### [WRITTEN INSTRUCTION]
Continue the passage on the Boston Fed mortgage lending study from the point where it stops.
* BEGIN SELECTED PASSAGE *
The "tidyverse" suite assembles some of the most versatile R packages such as ggplot2 for visualization and dplyr for data transformation. The packages work in harmony to clean, process, pivot, explore and present data. Below we perform some exploratory data analysis to get a feel for important attributes and properties in the Munnell, Tootell, Browne, and McEneaney (1996) dataset. To get background to the Varian (2014) HMDA example please follow link. An excellent introduction to many of the more novel tools and “tricks” from machine learning is provided by Varian (2014).
Varian (2014) revisits the classic mortgage lending discrimination study done by Munnell, Tootell, Browne, and McEneaney (1996) of the Boston Federal Reserve to show how it could be redone using machine learning techniques: conditional inference tree estimation and Randomforest. In this case, Varian (2014) observes that fitting varying tree models that omitted race as an explanatory variable to fit 1990 mortgage origination data as well as a tree model that included race produced mixed results and somewhat conflicting evidence. Varian (2014) notes that the race variable (black) shows up far down a conditional inference tree and seems to be relatively unimportant. Varian (2014) sets out to determine the importance of the race variable by excluding it from the prediction and then observe the performance of the modelling that included race by comparison. When this is done, it turns out that the accuracy of the tree based model doesn't change at all: exactly the same cases are misclassified in the Varian (2014) paper. Of course Hal conceded that it is perfectly possible that there was racial discrimination elsewhere in the mortgage process, or that some of the variables included are highly correlated with race. But he maintained that the tree model produced by standard procedures that omits race fits the observed data just as well as a model that includes race. For some insight into the urban demographics - see below distribution of population in the Boston Metropolitan Area based on "Whiteness". Please follow link to to an earlier 1992 draft of the Munnell, Tootell, Browne and McEneaney which was initially heavily challenged in the literature.
According to Ladd (1998) the Home Mortgage Disclosure Act (HMDA) was enacted to monitor minority and low-income access to the mortgage market. The data collected in 1990 for this purpose show that minorities are more than twice as likely to be denied a mortgage as whites. Yet variables correlated with both race and creditworthiness were omitted from these data, making any conclusion about race's role in mortgage lending impossible. The Federal Reserve Bank of Boston collected additional variables important to the mortgage lending decision and found that race continued to play an important, though a significantly diminished, role in the decision to grant a mortgage. To supplement HMDA data, Munnell, Tootell, Browne, and McEneaney (1996) at the Boston Fed sought the cooperation of lenders throughout the Boston metropolitan area. They examined 1990 loan applications from minorities in the Boston area, plus a random sample of applications from whites. For each application, the researchers asked lenders to provide an additional set of 38 pieces of information.The study was originally circulated in 1992, then revised in response to some of the early criticisms and published in the March 1996 issue of the American Economic Review (Munnell, Tootell, Browne, and McEneaney (1996))
* END SELECTED PASSAGE *
* BEGIN RAW DATA *
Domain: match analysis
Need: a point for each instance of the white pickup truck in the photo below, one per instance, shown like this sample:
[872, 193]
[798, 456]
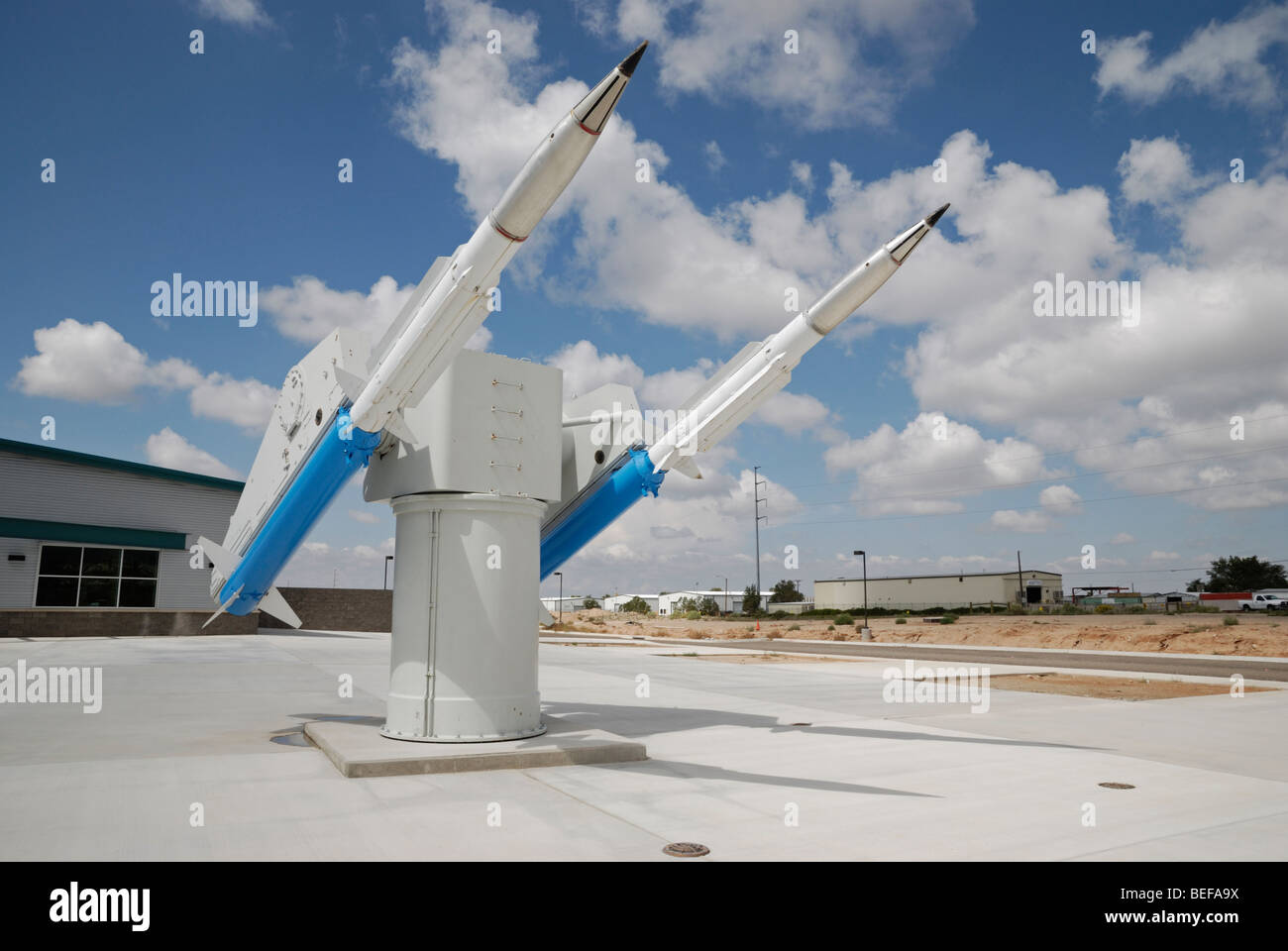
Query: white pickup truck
[1263, 602]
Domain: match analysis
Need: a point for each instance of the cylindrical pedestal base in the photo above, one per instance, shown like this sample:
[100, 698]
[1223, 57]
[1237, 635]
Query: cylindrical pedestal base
[464, 652]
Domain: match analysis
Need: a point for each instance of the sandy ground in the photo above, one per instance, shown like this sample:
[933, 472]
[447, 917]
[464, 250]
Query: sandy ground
[1254, 634]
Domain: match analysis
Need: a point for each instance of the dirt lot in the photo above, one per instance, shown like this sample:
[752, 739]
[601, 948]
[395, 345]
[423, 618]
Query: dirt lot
[1254, 634]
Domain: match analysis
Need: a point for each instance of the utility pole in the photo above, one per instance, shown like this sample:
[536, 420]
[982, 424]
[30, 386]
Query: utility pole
[756, 483]
[863, 552]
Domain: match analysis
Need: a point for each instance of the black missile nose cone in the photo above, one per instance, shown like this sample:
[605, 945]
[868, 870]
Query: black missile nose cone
[627, 65]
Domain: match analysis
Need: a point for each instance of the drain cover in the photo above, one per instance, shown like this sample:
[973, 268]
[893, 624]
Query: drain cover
[686, 849]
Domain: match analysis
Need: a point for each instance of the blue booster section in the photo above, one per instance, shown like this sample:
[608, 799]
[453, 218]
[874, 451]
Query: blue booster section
[623, 488]
[344, 450]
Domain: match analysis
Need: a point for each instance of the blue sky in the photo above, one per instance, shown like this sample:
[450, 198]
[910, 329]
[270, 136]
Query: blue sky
[1099, 166]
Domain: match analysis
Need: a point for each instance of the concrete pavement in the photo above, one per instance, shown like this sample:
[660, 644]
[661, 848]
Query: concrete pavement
[210, 727]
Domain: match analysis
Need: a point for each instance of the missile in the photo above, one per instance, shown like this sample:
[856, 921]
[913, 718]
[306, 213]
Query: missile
[720, 405]
[449, 304]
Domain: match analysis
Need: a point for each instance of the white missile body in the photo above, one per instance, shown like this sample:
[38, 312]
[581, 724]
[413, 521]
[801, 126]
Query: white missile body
[764, 368]
[449, 304]
[338, 405]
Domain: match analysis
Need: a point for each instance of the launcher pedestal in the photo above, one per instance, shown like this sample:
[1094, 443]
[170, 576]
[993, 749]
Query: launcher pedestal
[468, 501]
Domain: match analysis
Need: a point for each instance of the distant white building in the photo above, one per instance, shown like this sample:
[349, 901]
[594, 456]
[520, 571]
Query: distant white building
[571, 602]
[914, 591]
[614, 603]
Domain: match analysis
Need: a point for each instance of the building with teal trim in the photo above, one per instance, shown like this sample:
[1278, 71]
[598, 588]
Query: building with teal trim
[82, 532]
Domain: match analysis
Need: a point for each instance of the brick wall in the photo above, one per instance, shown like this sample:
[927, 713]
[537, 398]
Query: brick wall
[338, 608]
[77, 622]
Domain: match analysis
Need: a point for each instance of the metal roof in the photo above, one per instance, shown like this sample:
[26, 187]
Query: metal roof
[39, 451]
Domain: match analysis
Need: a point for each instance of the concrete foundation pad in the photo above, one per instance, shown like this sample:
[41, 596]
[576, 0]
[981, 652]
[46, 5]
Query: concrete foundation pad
[359, 750]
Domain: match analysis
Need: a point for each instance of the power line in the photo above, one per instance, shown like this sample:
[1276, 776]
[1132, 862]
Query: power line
[1051, 478]
[1022, 508]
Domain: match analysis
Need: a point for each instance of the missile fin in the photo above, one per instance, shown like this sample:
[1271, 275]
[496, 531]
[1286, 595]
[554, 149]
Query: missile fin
[222, 608]
[226, 564]
[397, 424]
[352, 384]
[686, 464]
[274, 604]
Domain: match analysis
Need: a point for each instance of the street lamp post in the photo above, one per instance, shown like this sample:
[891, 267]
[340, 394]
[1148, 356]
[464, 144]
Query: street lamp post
[867, 632]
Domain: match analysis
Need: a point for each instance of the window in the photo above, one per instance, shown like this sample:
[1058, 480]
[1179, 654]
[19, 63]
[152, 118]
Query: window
[76, 577]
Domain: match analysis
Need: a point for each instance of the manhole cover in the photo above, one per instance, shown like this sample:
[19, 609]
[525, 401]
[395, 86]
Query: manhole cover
* END RAW DATA *
### [TASK RESPONSE]
The R script below can be loaded directly into RStudio Cloud and results can be obtained in web browser. Don't forget to save your work as results are obtained.
####################################################
# HMDA Boston tiyverse
# Exploratory Data Analysis
# Dataset Described in
# http://pubs.aeaweb.org/doi/pdfplus/10.1257/jep.28.2.3
# Hal R. Varian
###################################################
library(Ecdat)
library(tidyverse)
library(party)
?Hmda
data(Hdma)
# fix annoying spelling error
names(Hdma)[11] <- "condo"
# dir: debt payments to total income ratio;
# hir: housing expenses to income ratio;
# lvr: ratio of size of loan to assessed value of property;
# ccs: consumer credit score;
# mcs: mortgage credit score;
# pbcr: public bad credit record;
# dmi: denied mortgage insurance;
# self: self employed;
# single: applicant is single;
# uria: 1989 Massachusetts unemployment rate applicant's industry;
# condominiom: condominium;
# black: race of applicant black;
# deny: mortgage application denied;
# inspect the data
head(Hdma)
summary(Hdma)
str(Hdma)
view(Hdma)
# Proportions approved - no = approved
ggplot(Hdma, aes(x = deny)) +
theme_bw() +
geom_bar() +
labs(y = "Mortgage Deny Count",
title = "Mortgage denial, no implies approved")
# Numbers with different ccs (the lower the better)
ggplot(Hdma, aes(x = ccs)) +
theme_bw() +
geom_bar() +
labs(y = "score",
title = "consumer credit score")
# Numbers with different mcs (the lower the better)
ggplot(Hdma, aes(x = mcs)) +
theme_bw() +
geom_bar() +
labs(y = "score",
title = "mortgage credit score")
# Parallelization of graphs
ggplot(Hdma, aes(x = deny)) +
theme_bw() +
facet_wrap(~ ccs) +
geom_bar() +
labs(y = "Mortgage Deny Count",
title = "Mortgage denial for varying ccs")
################################
# all
################################
# exclude incomplete entries
all <- Hdma[complete.cases(Hdma),]
# Parallelization of graphs
ggplot(all, aes(x = deny)) +
theme_bw() +
facet_wrap(~ ccs) +
geom_bar() +
labs(y = "Mortgage Deny Count",
title = "Mortgage denial for varying ccs")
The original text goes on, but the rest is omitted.